### Exercise input ###
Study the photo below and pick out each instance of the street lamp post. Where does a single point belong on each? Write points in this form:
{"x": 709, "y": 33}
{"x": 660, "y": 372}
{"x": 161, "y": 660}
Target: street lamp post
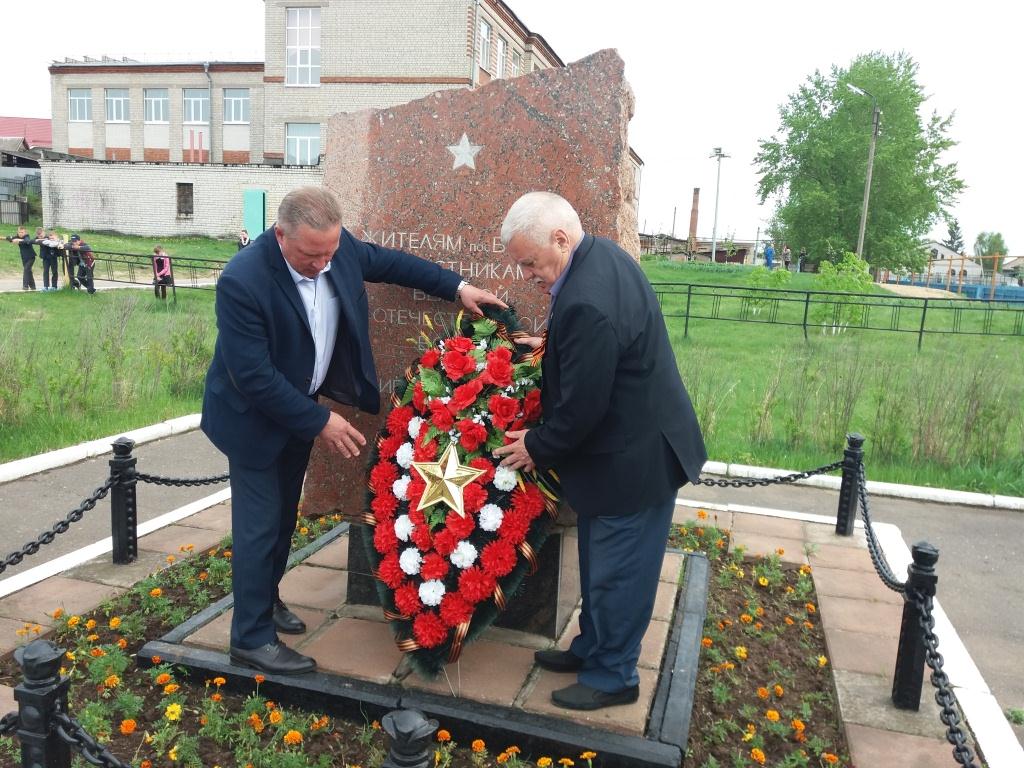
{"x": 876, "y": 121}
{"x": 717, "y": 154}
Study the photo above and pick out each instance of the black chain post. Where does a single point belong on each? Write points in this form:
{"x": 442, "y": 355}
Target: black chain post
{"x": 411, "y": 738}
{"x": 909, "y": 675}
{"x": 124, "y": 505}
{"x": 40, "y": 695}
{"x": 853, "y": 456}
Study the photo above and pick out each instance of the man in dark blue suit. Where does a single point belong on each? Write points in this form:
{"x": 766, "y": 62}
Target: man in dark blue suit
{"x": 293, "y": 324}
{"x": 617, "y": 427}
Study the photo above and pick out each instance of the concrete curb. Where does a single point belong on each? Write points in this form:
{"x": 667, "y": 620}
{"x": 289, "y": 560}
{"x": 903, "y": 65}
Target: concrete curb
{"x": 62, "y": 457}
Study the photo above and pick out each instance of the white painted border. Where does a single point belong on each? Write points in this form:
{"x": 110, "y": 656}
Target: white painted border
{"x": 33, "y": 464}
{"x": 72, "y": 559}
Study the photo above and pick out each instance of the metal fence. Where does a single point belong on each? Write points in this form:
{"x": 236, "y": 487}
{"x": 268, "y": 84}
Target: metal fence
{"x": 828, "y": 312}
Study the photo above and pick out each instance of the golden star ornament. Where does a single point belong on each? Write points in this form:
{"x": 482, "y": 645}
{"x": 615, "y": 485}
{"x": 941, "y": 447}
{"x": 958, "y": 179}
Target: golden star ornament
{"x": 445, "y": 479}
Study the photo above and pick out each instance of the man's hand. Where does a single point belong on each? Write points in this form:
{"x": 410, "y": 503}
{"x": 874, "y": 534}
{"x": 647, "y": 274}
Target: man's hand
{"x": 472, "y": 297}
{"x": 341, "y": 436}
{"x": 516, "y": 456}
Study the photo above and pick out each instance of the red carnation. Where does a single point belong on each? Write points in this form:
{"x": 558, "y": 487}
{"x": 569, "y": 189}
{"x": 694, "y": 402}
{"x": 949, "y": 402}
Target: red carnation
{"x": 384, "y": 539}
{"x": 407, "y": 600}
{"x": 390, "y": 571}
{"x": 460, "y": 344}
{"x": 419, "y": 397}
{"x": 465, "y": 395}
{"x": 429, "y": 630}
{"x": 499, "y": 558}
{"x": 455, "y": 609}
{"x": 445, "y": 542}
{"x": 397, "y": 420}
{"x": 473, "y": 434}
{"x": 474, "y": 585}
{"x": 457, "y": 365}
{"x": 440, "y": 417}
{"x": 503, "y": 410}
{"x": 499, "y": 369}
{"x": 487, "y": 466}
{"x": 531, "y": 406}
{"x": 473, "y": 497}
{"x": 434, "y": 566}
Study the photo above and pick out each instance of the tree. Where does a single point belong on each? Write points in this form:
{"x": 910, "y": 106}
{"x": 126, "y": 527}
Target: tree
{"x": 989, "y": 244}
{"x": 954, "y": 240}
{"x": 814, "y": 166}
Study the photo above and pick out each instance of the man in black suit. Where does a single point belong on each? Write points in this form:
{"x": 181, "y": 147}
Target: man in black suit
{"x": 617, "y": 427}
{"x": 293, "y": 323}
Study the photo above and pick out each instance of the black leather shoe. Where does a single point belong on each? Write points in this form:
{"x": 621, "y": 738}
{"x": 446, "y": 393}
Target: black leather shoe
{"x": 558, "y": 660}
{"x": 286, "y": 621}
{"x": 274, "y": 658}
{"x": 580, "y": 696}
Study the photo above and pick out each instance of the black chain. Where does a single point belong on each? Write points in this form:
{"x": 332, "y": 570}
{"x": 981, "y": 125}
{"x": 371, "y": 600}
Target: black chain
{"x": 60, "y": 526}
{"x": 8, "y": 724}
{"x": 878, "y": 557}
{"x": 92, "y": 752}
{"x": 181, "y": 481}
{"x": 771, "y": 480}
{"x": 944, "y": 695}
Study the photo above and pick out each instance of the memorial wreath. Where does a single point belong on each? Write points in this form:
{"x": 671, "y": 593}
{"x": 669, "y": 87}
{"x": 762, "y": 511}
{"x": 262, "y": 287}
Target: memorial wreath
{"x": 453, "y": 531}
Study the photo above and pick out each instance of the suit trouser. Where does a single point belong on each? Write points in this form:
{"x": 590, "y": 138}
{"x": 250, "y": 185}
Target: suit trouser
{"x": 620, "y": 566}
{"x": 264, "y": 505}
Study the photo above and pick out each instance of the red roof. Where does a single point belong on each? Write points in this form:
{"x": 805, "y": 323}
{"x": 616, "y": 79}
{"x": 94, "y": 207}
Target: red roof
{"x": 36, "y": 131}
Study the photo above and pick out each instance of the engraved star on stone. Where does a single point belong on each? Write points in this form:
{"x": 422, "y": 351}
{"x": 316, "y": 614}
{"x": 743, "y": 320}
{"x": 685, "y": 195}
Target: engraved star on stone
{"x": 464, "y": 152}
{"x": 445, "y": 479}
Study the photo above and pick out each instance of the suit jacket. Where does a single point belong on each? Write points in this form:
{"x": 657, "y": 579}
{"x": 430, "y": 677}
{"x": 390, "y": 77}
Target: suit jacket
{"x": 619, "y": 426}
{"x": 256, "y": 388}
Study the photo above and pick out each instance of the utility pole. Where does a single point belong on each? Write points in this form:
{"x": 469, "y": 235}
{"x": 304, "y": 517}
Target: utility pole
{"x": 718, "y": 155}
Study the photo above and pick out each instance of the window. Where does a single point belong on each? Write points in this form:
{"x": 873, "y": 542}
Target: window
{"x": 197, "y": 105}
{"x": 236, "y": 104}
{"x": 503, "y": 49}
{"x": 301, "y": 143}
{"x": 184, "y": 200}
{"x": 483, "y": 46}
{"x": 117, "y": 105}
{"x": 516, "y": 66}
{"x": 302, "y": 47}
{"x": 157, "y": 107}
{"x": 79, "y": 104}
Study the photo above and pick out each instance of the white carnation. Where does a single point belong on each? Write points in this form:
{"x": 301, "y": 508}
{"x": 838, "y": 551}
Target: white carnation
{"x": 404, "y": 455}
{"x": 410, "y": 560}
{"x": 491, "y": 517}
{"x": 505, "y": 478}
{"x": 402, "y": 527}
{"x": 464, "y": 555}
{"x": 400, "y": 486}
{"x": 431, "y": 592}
###
Please copy out every line of the rows above word for word, leaving out the pictures.

Study the photo below and pick out each instance of the street lamp post. Where does a single point belong on each? Write points in this form:
{"x": 709, "y": 33}
{"x": 660, "y": 372}
{"x": 161, "y": 660}
Target: street lamp post
{"x": 876, "y": 121}
{"x": 717, "y": 154}
Study the photo above and pick out each instance of the black chain post. Where does a single point belong on each? Write points in this form:
{"x": 442, "y": 355}
Target: black chain post
{"x": 411, "y": 738}
{"x": 909, "y": 675}
{"x": 124, "y": 505}
{"x": 40, "y": 695}
{"x": 853, "y": 456}
Study the photo above and pick out each instance of the man in dark blue suit. Where does a single point belong on each? Write points in this form:
{"x": 766, "y": 62}
Target: man in dark blue suit
{"x": 293, "y": 324}
{"x": 617, "y": 427}
Study the photo above and pick out each instance of the concrete curb. Where does a single point belong on each? Write points in this form:
{"x": 667, "y": 620}
{"x": 289, "y": 560}
{"x": 903, "y": 65}
Target: concrete curb
{"x": 62, "y": 457}
Study the photo above and pick out each instance of the white painted border. Where does a single point belong on each? Write points in this form:
{"x": 110, "y": 656}
Target: white painted border
{"x": 33, "y": 464}
{"x": 72, "y": 559}
Study the photo above and pick out each instance of the metal fence. Where does a single point belong on each? Write points in this form:
{"x": 236, "y": 487}
{"x": 268, "y": 84}
Target: metal fence
{"x": 828, "y": 312}
Study the photo above and pick out each instance of the golden star ornament. Where does a single point belong on each? Write points in this form:
{"x": 482, "y": 645}
{"x": 615, "y": 485}
{"x": 941, "y": 447}
{"x": 958, "y": 179}
Target: golden star ornament
{"x": 445, "y": 479}
Study the photo above and pick out each instance of the man's hand. Where does a single point belong on each? Write points in this form:
{"x": 410, "y": 503}
{"x": 874, "y": 534}
{"x": 647, "y": 274}
Target: man's hand
{"x": 472, "y": 297}
{"x": 341, "y": 436}
{"x": 516, "y": 456}
Study the photo above and pick out each instance of the red carnation. Where does a single point belong on each? Write points in this form:
{"x": 558, "y": 487}
{"x": 569, "y": 189}
{"x": 694, "y": 402}
{"x": 949, "y": 402}
Target: red carnation
{"x": 384, "y": 539}
{"x": 407, "y": 600}
{"x": 390, "y": 571}
{"x": 460, "y": 344}
{"x": 419, "y": 397}
{"x": 465, "y": 395}
{"x": 429, "y": 630}
{"x": 499, "y": 558}
{"x": 455, "y": 609}
{"x": 445, "y": 542}
{"x": 397, "y": 420}
{"x": 473, "y": 434}
{"x": 474, "y": 585}
{"x": 457, "y": 365}
{"x": 440, "y": 417}
{"x": 503, "y": 410}
{"x": 499, "y": 369}
{"x": 487, "y": 466}
{"x": 531, "y": 406}
{"x": 473, "y": 497}
{"x": 434, "y": 566}
Study the photo above and pick out each instance of the tree. Where does a single point belong on each? Write points in this form:
{"x": 910, "y": 106}
{"x": 126, "y": 527}
Target: tree
{"x": 989, "y": 244}
{"x": 954, "y": 240}
{"x": 814, "y": 166}
Study the photo above and pick out each instance of the man in black suit. Where does a single point belong on each? Write points in this form:
{"x": 181, "y": 147}
Target: man in black suit
{"x": 617, "y": 427}
{"x": 293, "y": 323}
Study the photo above and pick out each instance of the black leather shoe. Where does a single point belong on each? Write points in this form:
{"x": 621, "y": 738}
{"x": 446, "y": 393}
Target: black leather shoe
{"x": 558, "y": 660}
{"x": 286, "y": 621}
{"x": 274, "y": 658}
{"x": 580, "y": 696}
Study the photo above and pick out each instance of the black chain. Where does a single point belong on each? Write points in this form:
{"x": 332, "y": 570}
{"x": 981, "y": 125}
{"x": 371, "y": 600}
Target: black chain
{"x": 60, "y": 526}
{"x": 8, "y": 724}
{"x": 878, "y": 557}
{"x": 92, "y": 752}
{"x": 181, "y": 481}
{"x": 771, "y": 480}
{"x": 944, "y": 695}
Study the photo above and pick out each instance of the memorial wreath. Where does a single point belong on each? Write points in this form:
{"x": 671, "y": 593}
{"x": 669, "y": 87}
{"x": 762, "y": 511}
{"x": 262, "y": 287}
Target: memorial wreath
{"x": 453, "y": 531}
Study the photo above and pick out each instance of the suit trouser. Where does a single point belong on each? Write points in this form:
{"x": 590, "y": 138}
{"x": 250, "y": 185}
Target: suit trouser
{"x": 620, "y": 566}
{"x": 264, "y": 505}
Study the photo above and pick out each instance of the red roof. Where does a single point belong on each? Write points in this form:
{"x": 805, "y": 323}
{"x": 616, "y": 79}
{"x": 94, "y": 207}
Target: red roof
{"x": 36, "y": 131}
Study the photo above and pick out each instance of the engraved star on stone. Where does a single point belong on each? Write points in this form:
{"x": 422, "y": 351}
{"x": 316, "y": 614}
{"x": 743, "y": 320}
{"x": 685, "y": 195}
Target: engraved star on stone
{"x": 464, "y": 152}
{"x": 445, "y": 479}
Study the photo above and pick out each instance of the suit jacket. Where does a single point belong on each? Write points in this form:
{"x": 657, "y": 579}
{"x": 430, "y": 677}
{"x": 390, "y": 77}
Target: suit jacket
{"x": 619, "y": 426}
{"x": 256, "y": 388}
Study the photo above and pick out each instance of the utility pole. Where does a single point belong on each? Write points in this form:
{"x": 469, "y": 235}
{"x": 304, "y": 517}
Target: utility pole
{"x": 718, "y": 155}
Study the photo above and pick out each instance of the window. Where does a single point belong on each? Write points in this form:
{"x": 873, "y": 542}
Target: window
{"x": 197, "y": 105}
{"x": 236, "y": 104}
{"x": 503, "y": 49}
{"x": 301, "y": 143}
{"x": 184, "y": 200}
{"x": 483, "y": 46}
{"x": 117, "y": 105}
{"x": 516, "y": 66}
{"x": 302, "y": 47}
{"x": 157, "y": 107}
{"x": 79, "y": 104}
Study the photo above and pick out each instance of the white carnation. Where does a single point belong on each? Write points in this form:
{"x": 301, "y": 508}
{"x": 838, "y": 551}
Target: white carnation
{"x": 404, "y": 455}
{"x": 410, "y": 560}
{"x": 491, "y": 517}
{"x": 505, "y": 478}
{"x": 402, "y": 527}
{"x": 464, "y": 555}
{"x": 400, "y": 486}
{"x": 431, "y": 592}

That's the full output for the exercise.